___ Data provided

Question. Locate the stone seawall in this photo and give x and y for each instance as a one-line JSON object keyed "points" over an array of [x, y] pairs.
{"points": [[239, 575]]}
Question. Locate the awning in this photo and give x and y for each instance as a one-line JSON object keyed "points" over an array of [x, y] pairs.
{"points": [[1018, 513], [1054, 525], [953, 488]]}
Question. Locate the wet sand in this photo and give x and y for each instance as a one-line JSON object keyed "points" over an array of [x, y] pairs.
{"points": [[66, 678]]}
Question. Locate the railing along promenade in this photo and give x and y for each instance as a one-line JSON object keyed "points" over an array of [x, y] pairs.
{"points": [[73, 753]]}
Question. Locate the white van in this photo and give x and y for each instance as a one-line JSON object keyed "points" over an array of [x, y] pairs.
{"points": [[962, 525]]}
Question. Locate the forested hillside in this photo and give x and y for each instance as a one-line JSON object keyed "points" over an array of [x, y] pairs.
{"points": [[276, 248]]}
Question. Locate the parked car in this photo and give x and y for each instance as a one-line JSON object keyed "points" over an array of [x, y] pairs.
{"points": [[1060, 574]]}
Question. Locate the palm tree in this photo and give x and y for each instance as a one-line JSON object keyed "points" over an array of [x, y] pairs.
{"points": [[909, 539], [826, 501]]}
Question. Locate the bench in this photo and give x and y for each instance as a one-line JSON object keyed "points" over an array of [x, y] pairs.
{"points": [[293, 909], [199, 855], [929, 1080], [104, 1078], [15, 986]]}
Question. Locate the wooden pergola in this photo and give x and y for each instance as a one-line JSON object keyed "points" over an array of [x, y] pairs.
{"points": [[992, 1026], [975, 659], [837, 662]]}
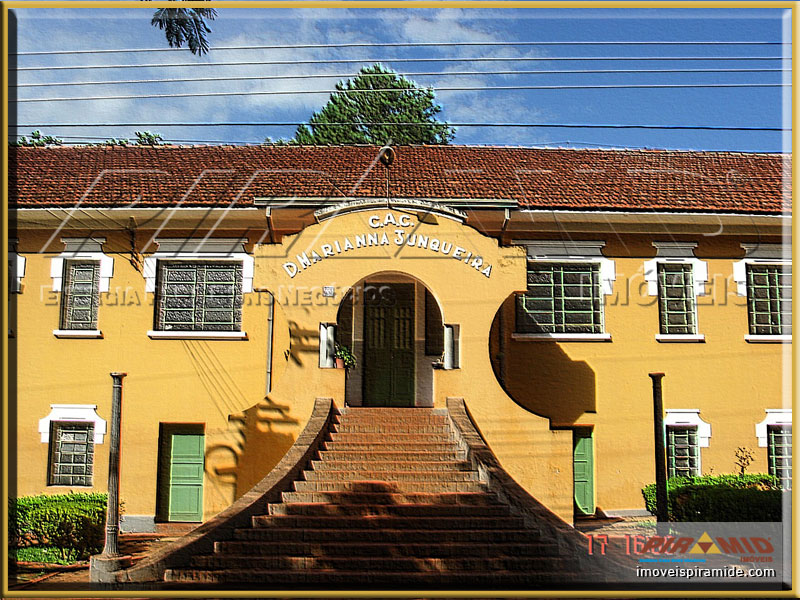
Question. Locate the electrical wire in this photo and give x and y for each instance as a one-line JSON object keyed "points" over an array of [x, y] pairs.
{"points": [[398, 60], [460, 124], [438, 89], [410, 45], [427, 73]]}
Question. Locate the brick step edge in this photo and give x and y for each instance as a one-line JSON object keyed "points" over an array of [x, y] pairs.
{"points": [[359, 579], [392, 487], [383, 564], [456, 510], [436, 536], [388, 522], [422, 549], [372, 475]]}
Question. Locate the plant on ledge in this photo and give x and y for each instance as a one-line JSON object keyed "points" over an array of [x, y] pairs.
{"points": [[344, 357]]}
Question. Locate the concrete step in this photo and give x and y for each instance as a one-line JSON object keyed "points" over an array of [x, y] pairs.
{"points": [[349, 549], [389, 486], [475, 498], [390, 428], [407, 510], [397, 536], [381, 563], [369, 438], [388, 522], [337, 579], [375, 475], [389, 456], [364, 464], [388, 445]]}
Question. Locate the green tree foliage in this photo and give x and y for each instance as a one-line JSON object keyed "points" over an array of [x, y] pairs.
{"points": [[38, 140], [185, 26], [377, 95], [147, 138]]}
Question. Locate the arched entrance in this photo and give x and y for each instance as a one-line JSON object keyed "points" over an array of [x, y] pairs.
{"points": [[393, 325]]}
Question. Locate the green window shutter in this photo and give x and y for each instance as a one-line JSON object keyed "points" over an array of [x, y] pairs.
{"points": [[561, 298], [676, 301], [434, 327], [186, 477], [779, 453], [71, 453], [199, 296], [683, 451], [583, 470], [81, 294], [769, 299]]}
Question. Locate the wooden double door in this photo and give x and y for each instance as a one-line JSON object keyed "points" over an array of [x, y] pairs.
{"points": [[389, 363]]}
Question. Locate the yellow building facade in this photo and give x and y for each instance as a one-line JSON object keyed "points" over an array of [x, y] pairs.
{"points": [[546, 314]]}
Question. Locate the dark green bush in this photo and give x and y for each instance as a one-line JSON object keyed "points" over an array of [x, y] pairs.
{"points": [[73, 525], [755, 497]]}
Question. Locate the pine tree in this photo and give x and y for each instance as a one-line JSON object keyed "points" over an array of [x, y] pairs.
{"points": [[377, 105]]}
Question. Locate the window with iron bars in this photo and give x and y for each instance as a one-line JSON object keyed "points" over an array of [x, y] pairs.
{"points": [[779, 453], [769, 299], [683, 451], [676, 301], [561, 298], [71, 453], [81, 294], [199, 296]]}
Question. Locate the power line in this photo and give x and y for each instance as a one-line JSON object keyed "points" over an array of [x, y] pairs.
{"points": [[438, 89], [464, 124], [410, 45], [427, 73], [397, 60]]}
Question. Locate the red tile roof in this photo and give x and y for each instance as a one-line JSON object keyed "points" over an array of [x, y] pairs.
{"points": [[565, 179]]}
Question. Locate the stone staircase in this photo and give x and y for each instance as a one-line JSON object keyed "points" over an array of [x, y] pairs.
{"points": [[391, 503]]}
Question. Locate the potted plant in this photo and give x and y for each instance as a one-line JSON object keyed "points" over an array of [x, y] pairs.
{"points": [[344, 357]]}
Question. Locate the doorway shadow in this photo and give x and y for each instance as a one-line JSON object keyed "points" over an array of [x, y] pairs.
{"points": [[539, 375]]}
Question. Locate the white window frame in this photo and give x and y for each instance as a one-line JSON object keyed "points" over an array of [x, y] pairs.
{"points": [[690, 417], [576, 252], [73, 412], [88, 249], [760, 254], [680, 253], [199, 250], [16, 268], [775, 416]]}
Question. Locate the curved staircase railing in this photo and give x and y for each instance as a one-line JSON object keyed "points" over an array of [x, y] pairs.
{"points": [[278, 480], [535, 514]]}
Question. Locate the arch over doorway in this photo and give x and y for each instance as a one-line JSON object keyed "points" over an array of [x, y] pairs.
{"points": [[394, 326]]}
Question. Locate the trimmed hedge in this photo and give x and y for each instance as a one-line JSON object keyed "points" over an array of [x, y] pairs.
{"points": [[71, 526], [731, 498]]}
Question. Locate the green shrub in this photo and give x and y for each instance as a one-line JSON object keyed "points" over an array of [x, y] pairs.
{"points": [[73, 525], [43, 554], [754, 497]]}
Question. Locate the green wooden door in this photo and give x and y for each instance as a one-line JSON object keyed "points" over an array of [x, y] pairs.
{"points": [[583, 470], [186, 477], [389, 355]]}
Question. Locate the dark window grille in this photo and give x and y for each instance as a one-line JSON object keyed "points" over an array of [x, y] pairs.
{"points": [[769, 299], [676, 303], [71, 453], [561, 298], [199, 296], [683, 451], [81, 295], [779, 453]]}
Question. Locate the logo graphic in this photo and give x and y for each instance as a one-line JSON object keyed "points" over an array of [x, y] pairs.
{"points": [[705, 545]]}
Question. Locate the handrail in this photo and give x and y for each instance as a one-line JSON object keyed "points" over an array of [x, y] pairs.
{"points": [[268, 490]]}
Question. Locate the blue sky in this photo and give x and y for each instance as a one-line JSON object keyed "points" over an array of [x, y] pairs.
{"points": [[43, 29]]}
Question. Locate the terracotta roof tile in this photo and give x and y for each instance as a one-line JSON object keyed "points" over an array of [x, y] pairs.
{"points": [[641, 180]]}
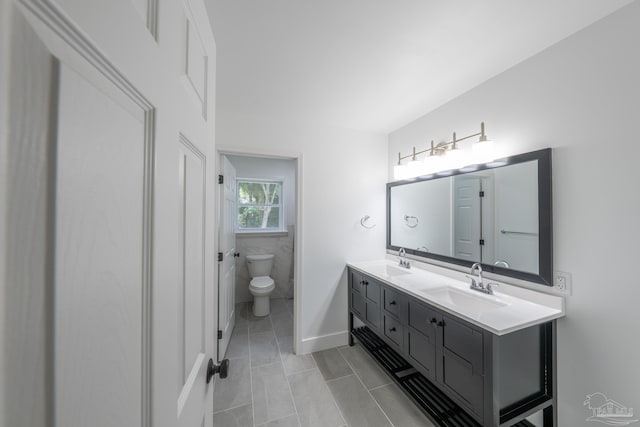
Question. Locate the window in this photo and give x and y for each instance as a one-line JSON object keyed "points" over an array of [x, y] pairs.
{"points": [[259, 206]]}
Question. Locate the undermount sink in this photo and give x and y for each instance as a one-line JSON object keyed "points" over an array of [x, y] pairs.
{"points": [[395, 271], [464, 301]]}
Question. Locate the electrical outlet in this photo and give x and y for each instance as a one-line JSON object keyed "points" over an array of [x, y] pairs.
{"points": [[562, 282]]}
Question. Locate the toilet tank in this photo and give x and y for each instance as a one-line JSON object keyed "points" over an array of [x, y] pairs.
{"points": [[260, 265]]}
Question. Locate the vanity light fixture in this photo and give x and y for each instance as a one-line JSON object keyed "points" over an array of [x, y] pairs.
{"points": [[445, 156]]}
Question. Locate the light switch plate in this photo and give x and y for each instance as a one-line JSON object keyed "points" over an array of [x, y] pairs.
{"points": [[562, 282]]}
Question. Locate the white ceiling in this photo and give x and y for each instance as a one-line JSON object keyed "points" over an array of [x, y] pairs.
{"points": [[376, 65]]}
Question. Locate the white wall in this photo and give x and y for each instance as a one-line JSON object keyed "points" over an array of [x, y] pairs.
{"points": [[343, 178], [581, 97]]}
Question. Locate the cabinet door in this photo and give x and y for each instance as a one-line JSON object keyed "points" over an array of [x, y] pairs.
{"points": [[395, 304], [461, 373], [421, 338], [371, 290], [394, 331], [372, 315], [357, 282], [357, 304]]}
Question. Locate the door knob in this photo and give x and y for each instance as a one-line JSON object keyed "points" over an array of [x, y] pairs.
{"points": [[222, 369]]}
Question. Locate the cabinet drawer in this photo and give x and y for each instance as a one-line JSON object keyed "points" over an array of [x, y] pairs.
{"points": [[422, 318], [393, 330], [464, 341], [394, 302]]}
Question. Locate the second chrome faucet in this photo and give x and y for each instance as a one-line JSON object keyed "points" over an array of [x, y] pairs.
{"points": [[477, 281], [403, 262]]}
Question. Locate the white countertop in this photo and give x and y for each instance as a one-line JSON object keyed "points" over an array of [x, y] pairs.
{"points": [[510, 308]]}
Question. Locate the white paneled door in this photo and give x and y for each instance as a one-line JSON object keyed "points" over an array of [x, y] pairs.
{"points": [[227, 245], [110, 201]]}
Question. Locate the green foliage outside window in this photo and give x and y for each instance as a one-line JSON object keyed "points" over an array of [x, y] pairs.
{"points": [[259, 205]]}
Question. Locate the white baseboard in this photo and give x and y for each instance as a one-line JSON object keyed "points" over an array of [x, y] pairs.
{"points": [[324, 342]]}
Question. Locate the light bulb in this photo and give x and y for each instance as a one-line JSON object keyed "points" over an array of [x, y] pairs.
{"points": [[456, 158], [399, 172], [415, 168], [483, 151], [436, 164]]}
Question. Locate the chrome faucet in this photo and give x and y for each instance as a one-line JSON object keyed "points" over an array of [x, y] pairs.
{"points": [[477, 282], [402, 255]]}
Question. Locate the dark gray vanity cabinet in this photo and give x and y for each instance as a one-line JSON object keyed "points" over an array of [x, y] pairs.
{"points": [[496, 380], [364, 299]]}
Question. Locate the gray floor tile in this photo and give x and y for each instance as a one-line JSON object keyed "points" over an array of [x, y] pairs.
{"points": [[241, 416], [264, 348], [400, 410], [331, 363], [289, 303], [271, 394], [282, 325], [292, 362], [356, 404], [235, 390], [279, 307], [313, 400], [242, 313], [239, 343], [365, 367], [260, 324], [290, 421]]}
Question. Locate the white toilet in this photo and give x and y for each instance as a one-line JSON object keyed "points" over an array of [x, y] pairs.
{"points": [[261, 284]]}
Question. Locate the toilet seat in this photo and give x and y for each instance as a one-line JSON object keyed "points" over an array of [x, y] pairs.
{"points": [[261, 282], [262, 285]]}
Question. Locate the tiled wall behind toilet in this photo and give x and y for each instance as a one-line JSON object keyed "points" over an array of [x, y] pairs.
{"points": [[282, 272]]}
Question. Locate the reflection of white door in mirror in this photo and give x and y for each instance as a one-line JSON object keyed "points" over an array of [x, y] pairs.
{"points": [[516, 206], [466, 217], [512, 218]]}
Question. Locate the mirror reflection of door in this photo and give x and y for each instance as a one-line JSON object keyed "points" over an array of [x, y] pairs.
{"points": [[467, 230], [516, 207]]}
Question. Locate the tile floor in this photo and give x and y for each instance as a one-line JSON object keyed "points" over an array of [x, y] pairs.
{"points": [[269, 386]]}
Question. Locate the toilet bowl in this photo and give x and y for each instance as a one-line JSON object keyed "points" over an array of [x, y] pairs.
{"points": [[261, 285]]}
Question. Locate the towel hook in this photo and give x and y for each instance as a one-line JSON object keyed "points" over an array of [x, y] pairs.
{"points": [[364, 220]]}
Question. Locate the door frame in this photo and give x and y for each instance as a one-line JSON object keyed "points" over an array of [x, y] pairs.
{"points": [[297, 253]]}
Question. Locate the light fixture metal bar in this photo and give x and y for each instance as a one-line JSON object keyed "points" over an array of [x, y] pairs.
{"points": [[442, 146]]}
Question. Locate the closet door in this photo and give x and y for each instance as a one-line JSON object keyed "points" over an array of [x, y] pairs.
{"points": [[109, 182]]}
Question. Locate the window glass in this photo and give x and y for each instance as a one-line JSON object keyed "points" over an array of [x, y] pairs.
{"points": [[259, 205]]}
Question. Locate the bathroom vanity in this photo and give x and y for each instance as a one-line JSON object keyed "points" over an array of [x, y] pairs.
{"points": [[467, 359]]}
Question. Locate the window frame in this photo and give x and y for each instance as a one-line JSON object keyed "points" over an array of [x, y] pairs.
{"points": [[280, 206]]}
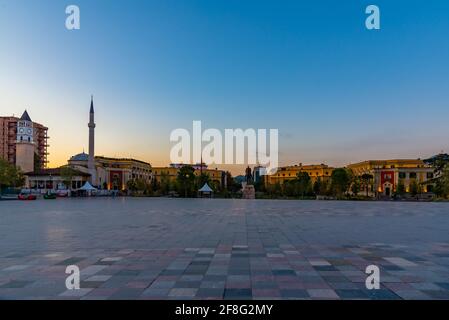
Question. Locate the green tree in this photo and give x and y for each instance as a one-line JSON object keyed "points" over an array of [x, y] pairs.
{"points": [[37, 162], [10, 175], [202, 179], [165, 184], [367, 180], [340, 181], [413, 188], [355, 185], [304, 183], [317, 187], [131, 185], [442, 183], [186, 180]]}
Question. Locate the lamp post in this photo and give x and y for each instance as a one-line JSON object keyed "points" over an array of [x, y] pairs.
{"points": [[185, 185]]}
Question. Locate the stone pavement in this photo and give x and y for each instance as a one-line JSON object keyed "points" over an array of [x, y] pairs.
{"points": [[129, 248]]}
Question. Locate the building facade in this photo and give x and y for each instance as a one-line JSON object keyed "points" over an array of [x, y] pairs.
{"points": [[9, 135], [288, 173], [216, 176], [112, 173], [388, 174]]}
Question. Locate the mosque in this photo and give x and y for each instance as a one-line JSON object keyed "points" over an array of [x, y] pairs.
{"points": [[103, 173]]}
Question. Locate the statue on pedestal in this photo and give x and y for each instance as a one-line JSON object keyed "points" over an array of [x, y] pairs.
{"points": [[248, 191]]}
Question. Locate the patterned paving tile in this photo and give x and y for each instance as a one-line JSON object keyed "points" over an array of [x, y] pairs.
{"points": [[231, 250]]}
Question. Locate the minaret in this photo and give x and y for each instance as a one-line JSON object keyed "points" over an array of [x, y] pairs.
{"points": [[24, 144], [91, 161]]}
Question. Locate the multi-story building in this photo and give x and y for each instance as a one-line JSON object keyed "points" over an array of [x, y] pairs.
{"points": [[113, 173], [387, 174], [8, 140], [287, 173], [217, 176]]}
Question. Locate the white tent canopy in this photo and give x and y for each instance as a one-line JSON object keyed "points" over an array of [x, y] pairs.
{"points": [[87, 187], [206, 188]]}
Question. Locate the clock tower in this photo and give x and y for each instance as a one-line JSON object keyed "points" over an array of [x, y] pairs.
{"points": [[25, 143]]}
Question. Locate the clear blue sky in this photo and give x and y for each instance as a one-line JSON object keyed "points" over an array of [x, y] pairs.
{"points": [[337, 92]]}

______

Nothing but the lines from the one with "Question. Locate the patterned" through the end of the data above should be reproduced, each exactly, both ends included.

_The answer_:
Question. Locate the patterned paving tile in this photo and give x and y for each instance as a one-line JSON object keyed "points" over an array of [x, y] pairs.
{"points": [[231, 250]]}
Question. Locate the minaret in this photo and give x and y for each instance as a one-line JSON object keyed "points" over an array of [x, y] pairs.
{"points": [[24, 144], [91, 161]]}
Question. Locate the multi-story building in this photo and give x and y for each instance as a one-line JSON object keyed "points" over an array of [x, y] pairs.
{"points": [[113, 173], [387, 174], [8, 140], [287, 173], [217, 176]]}
Question. Locate the white tent canopy in this photo and give x and y for each instance as a one-line JSON object keyed "points" over an array of [x, y] pairs.
{"points": [[87, 187], [206, 188]]}
Question. Locate the clock tower in this photo and give x and y for each instance as a one-line JSON object keyed "points" over an array of [x, y] pairs.
{"points": [[25, 143]]}
Question. Locate the clear blue sky in this photo and give x and y for each instance as a one-line JSON object keyed "points" over an array of [x, y] pairs.
{"points": [[337, 92]]}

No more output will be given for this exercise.